### BRIEF
Continue the passage on building patience with strangers' curious questions and unwanted offers of help, starting right after its final sentence.

** Opening PASSAGE PROVIDED block **

Paul from Australia wrote in and asked how he could cultivate his patience. Paul is visually impaired and often gets questions or offers of help from strangers. At first, the questions were welcome conversation starters and the offers of help were charming. But after years and years, as you might imagine, it’s all started to get annoying. Oblivious questions, miss-the-mark offers of help, and awkwardly alarmist people create interpersonal tension that Paul is left to deal with. So he asks, how can I be more patient? How can I be less annoyed when these people are just curious or trying to help?

Now, Paul’s question applies to all of us. We all have that thing that annoys us. We all have the pet peeve to which we’re super-sensitive. And when it happens, we overreact—we might yell, get sarcastic, roll our eyes, or use a contemptuous tone of voice, none of which are helpful and all of which make things worse.

For me, it’s my kids yelling, “Mommy, come here quick!” I think I’m responding to crisis, only to have them ask for more peanut butter pretzels. Which, I might add, they could have easily gotten for themselves.

** Closing PASSAGE PROVIDED block **
** Opening SOURCE MATERIAL block **

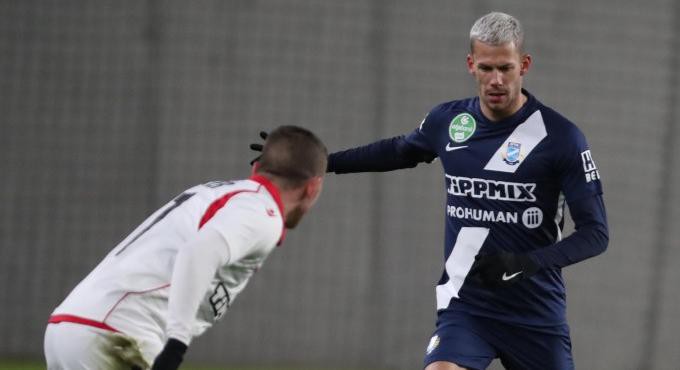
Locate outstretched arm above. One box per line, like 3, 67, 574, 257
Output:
531, 194, 609, 268
328, 135, 436, 174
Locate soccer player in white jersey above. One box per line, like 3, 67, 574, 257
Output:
45, 126, 328, 370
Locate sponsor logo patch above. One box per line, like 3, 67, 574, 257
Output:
449, 113, 477, 143
522, 207, 543, 229
425, 335, 439, 355
503, 141, 522, 166
581, 150, 600, 182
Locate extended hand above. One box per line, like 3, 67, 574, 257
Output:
468, 253, 539, 289
151, 338, 187, 370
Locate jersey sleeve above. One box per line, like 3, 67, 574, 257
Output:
166, 194, 282, 345
202, 193, 283, 264
557, 127, 602, 202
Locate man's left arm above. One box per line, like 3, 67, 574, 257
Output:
530, 194, 609, 269
151, 229, 229, 370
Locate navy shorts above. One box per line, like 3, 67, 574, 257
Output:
425, 311, 574, 370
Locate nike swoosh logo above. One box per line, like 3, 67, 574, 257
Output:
501, 271, 524, 281
445, 143, 467, 152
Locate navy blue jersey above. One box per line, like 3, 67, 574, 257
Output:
406, 91, 602, 325
328, 90, 608, 326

** Closing SOURCE MATERIAL block **

### OUTPUT OF THE TASK
For you, it might be your partner leaving hair in the drain, your kids nightly bedtime delay tactics, that spinning beach ball on your computer, your co-worker’s donkey-meets-a-car-horn laugh, or pretty much any aspect of your commute. (Some days on my train, I suspect it would be faster to drag myself home with my lips).

So why do we get so annoyed at such objectively little things? The answer is called sensitization. You heard of tolerance—gradually getting used to higher and higher levels of alcohol, drugs, kid messes, what have you. Sensitization is the opposite of tolerance.